[WHAT THE TASK ASKS] Copy the data below word for word, line by line, and leave the pictures out of your copy.

___ MATERIAL FOR THIS EXERCISE

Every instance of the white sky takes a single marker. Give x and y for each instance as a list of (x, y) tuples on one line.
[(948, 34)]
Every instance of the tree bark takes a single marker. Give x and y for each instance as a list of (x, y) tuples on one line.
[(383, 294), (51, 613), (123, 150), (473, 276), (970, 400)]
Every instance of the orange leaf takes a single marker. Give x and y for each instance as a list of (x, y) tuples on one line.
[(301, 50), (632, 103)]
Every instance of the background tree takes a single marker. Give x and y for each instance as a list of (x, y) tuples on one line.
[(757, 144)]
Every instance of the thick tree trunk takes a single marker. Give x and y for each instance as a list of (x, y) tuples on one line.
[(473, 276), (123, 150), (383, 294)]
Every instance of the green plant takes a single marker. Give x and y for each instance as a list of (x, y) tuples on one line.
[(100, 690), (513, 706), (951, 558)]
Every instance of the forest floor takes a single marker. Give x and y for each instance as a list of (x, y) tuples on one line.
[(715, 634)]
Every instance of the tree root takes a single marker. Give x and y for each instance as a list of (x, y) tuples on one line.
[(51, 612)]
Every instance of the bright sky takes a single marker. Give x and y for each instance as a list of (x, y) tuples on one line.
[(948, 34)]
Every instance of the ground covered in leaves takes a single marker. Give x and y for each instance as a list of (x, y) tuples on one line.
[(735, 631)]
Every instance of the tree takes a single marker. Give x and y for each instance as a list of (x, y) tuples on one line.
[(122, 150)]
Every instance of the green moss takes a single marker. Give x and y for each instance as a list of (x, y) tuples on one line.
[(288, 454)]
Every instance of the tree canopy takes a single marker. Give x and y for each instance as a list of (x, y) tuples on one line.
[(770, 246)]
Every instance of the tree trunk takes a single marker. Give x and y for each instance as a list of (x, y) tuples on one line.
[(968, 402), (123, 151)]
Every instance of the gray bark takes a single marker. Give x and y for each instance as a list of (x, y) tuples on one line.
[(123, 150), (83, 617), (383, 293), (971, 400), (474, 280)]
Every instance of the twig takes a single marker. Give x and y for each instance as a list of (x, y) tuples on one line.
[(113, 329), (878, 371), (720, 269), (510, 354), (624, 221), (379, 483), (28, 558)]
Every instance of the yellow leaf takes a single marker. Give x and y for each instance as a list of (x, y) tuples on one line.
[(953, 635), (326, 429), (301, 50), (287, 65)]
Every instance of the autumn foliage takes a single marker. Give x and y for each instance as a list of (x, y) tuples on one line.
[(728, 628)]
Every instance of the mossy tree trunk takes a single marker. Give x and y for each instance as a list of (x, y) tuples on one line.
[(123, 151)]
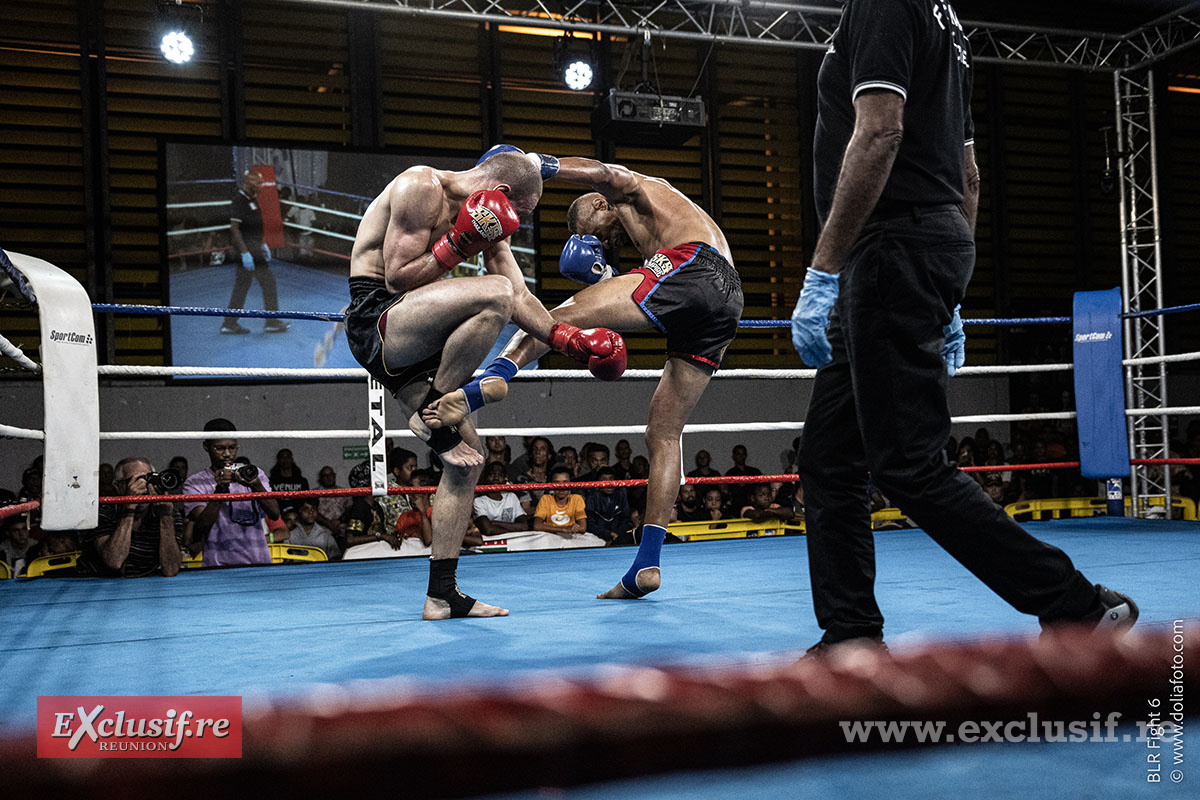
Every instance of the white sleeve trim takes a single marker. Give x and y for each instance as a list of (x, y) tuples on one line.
[(879, 84)]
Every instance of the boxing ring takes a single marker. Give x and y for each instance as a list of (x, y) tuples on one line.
[(694, 691)]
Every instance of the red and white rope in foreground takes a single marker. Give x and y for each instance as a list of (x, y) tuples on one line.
[(630, 721)]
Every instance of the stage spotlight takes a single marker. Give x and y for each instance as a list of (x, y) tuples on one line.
[(577, 76), (177, 47)]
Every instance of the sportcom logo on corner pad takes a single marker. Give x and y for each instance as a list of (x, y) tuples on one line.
[(139, 727)]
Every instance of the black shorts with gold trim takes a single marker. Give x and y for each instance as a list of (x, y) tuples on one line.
[(366, 319)]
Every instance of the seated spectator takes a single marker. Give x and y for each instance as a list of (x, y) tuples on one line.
[(538, 469), (329, 510), (232, 530), (132, 541), (739, 493), (570, 458), (179, 465), (609, 515), (106, 475), (498, 512), (310, 533), (286, 475), (15, 542), (364, 519), (624, 464), (595, 459), (762, 506), (401, 467), (714, 505), (703, 465), (561, 511), (688, 506)]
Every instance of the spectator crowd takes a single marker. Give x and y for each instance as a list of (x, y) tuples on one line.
[(154, 539)]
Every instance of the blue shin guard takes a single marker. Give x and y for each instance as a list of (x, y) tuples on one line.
[(648, 553), (499, 367)]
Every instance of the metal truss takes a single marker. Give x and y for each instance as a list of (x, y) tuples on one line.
[(1141, 281), (778, 23)]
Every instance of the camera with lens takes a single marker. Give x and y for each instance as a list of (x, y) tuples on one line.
[(166, 481)]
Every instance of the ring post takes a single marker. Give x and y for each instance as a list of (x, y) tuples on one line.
[(70, 392), (1099, 401)]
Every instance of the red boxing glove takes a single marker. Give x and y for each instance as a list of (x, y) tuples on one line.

______

[FINAL RESULT]
Every instance of the white sky takes a single marker. Give x and y for each instance as a list of (x, y) tuples on one line.
[(948, 34)]
Every instance of the tree bark takes a single marker. Give x and y for each instance as a list of (x, y) tuples on one line.
[(383, 294), (51, 613), (123, 150), (473, 276), (970, 400)]
Every instance of the orange leaf takes a single marker. Give x and y for each instance as a list of (x, y) tuples on one line.
[(301, 50), (632, 103)]
Every instance of the background tree takes a single marker. Give x and y for each instance as a list of (x, y) tuples on one line.
[(757, 144)]
Every instance of the thick tree trunk takes a single marker. Give x and y for each instance as a list of (x, y) tuples on one line.
[(473, 276), (123, 150), (383, 294)]
Every instance of the green plant takes a single marker. Give x and y for each instance as a list of (x, y) tuples on one line.
[(100, 690), (513, 706), (951, 558)]
Every instance of the forest floor takes a single marker. Give x and y for each instance as a list of (x, y) tuples on one line.
[(715, 634)]
Every instance of the tree root takes a single marker. Give x and y for each instance as a list of (x, y) tuples on one line.
[(51, 612)]
Every instance of the bright sky takes a single marker. Give x and y for each instance as a list of (x, y) tuples on one line.
[(948, 34)]
Every instance of the ground covered in leaves takes a single marker. Give x and y for each instance as a list of (x, y) tuples on one line.
[(735, 631)]
Every instance of the tree takes a single marker. Give x and y for each instance as a list of (x, y) tuples on one line.
[(122, 150)]
Every instance of the green moss takes a single marker. Give x and y for each instance as a list of (x, y) tuples on one line.
[(288, 454)]
Every instance of the tree canopy takes a single marker. Give x and y for each instance as a list of (x, y) tuples on one line.
[(770, 246)]
Every instance of the tree trunk takes a single marker. Give x and y for each instance as a list of (x, y) tuples on one line.
[(968, 402), (123, 151)]
Every instance of the gray bark takes a single marker. Give x and y for each instance as a list of (x, y) tuples on one line.
[(123, 150), (83, 617), (383, 293), (971, 400), (474, 280)]
Every instance of the twig takes a single marker. Give x and y for each instance as a list of (x, y) tuples on one line.
[(113, 329), (878, 371), (720, 269), (510, 354), (624, 221), (379, 483), (28, 558)]
Every instance of the yellow leaf takes a single marker. Give x and y for each instance as a list of (x, y) tuples on one line.
[(953, 635), (326, 429), (301, 50), (287, 65)]
Every instance of the autumn foliage takes a single marker. Give x and y for each instance as a list of (x, y) tuples on one line.
[(728, 628)]
Every instance of the mossy tree trunk takes a single marker. Give x and y for each instance as a list of (x, y) tuples on one line.
[(123, 151)]
Every instance of the white sleeve trim takes a single marker. Give x and y for each instance as a list of (x, y) tuples on one line.
[(879, 84)]
Every instance of the boxing ring takes a single marker. Give x and y for each instance as a list of (x, y) tuples on one line.
[(694, 691)]
Every instance of the red and white rope in foreground takes a single marker. Give x and y for each instance as a list of (x, y) tuples on one line.
[(630, 721)]
Every instance of the stage spotlight takes a single marker. Give x and y for each instance as a list of (x, y) tuples on one line.
[(577, 76), (177, 47)]
Every instance of the sportcom logo on corner pad takes a single marker. Give x and y for each instance as a list of (x, y) tuples on one line.
[(139, 727)]
Every instance of the black shorts with gold trim takes a single marker. Give x and y for each instance as a list of (x, y) tuples on one line.
[(366, 319)]
Every instance of the seated spectator takes a single marker. Give x and y for each instance as a list of (x, y) tuples on one line.
[(538, 469), (329, 510), (232, 530), (132, 541), (739, 493), (570, 458), (179, 465), (609, 515), (106, 475), (498, 512), (310, 533), (286, 475), (15, 542), (364, 519), (624, 464), (595, 459), (762, 506), (401, 467), (714, 505), (703, 465), (561, 511), (688, 506)]
Every instance of the spectator crowd takes a single marker. Give x and y for each instance as a list of (x, y) tuples on one line.
[(154, 539)]
Every instance of the blue shin guard takes a single marker. Give x and y for each instance as a list of (x, y) tuples on one line.
[(648, 553), (499, 367)]
Every instance of the metal truss takes a single marker. Give x and y for each instance as a list of (x, y) tuples on one line.
[(1141, 281), (778, 23)]
Every instance of the camera with lens takes a single marker. Give x and y for each instance as a list of (x, y) tuples on one line.
[(166, 481)]
Every instance of the ring post takes a single marker. Give x and y for each instance as a list of (x, y) tuples on one line.
[(70, 392), (1099, 401)]
Every instance of the red boxing glove takes a single marker. Give x and y for each instance as a list of (x, y) tuples on one line.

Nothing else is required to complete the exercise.